Stored data:
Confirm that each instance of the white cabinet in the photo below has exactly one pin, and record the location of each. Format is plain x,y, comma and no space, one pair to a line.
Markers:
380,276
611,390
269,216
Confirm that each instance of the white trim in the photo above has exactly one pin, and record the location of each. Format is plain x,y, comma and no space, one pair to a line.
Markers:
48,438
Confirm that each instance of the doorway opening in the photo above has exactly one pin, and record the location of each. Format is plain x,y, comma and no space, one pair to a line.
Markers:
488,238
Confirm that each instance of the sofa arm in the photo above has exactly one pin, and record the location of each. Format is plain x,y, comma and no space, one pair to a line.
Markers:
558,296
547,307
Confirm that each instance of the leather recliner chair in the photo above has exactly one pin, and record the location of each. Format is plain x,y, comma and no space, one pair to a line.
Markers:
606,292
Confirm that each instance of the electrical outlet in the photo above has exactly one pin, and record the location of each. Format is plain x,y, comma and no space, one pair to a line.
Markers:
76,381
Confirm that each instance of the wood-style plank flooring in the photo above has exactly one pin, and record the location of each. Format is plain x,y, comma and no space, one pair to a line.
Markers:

■ Given task ■
Copy all of the records above verbatim, keeping every line unchanged and in the same order.

■ The answer ■
Confirm that each instance of the white cabinet in the photo below has exactly one pin, and record the location of each. Format is plain x,y, comma and no space, one pair to a line.
Markers:
380,276
611,390
269,216
Confirm that each instance of the white trim in the photo above has exactly one pin, and record the location of each. Format is plain x,y, comma and no space, one pair to a line.
Markers:
48,438
Confirm that each instance of the doorway opening in the photo above has exactly one pin, and record the location of each. Format is plain x,y, comma and no space, one pair to a line.
Markers:
488,238
Confirm that each instance of the sofa arm in the photo above has exactly one pin, and record the location of each. Format is plain x,y, comma and no space, one pair to a line.
Markers:
558,296
547,307
Confirm that each instance of the leather recliner chair in the photo above has exactly one pin, and record the location of each. Format is plain x,y, comma and no space, one pair to a line.
Markers:
606,292
Confirm that each instance of the electrical outlet in the photo above has exactly one pin, and record the location of each. Format is plain x,y, comma and no space, one pair to a line.
Markers:
76,381
Confirm that each instance of the wood-style plank flooring in the photo above has exactly one pin, and record the location of each. Format is plain x,y, comma and no space, one pair to a line.
Markers:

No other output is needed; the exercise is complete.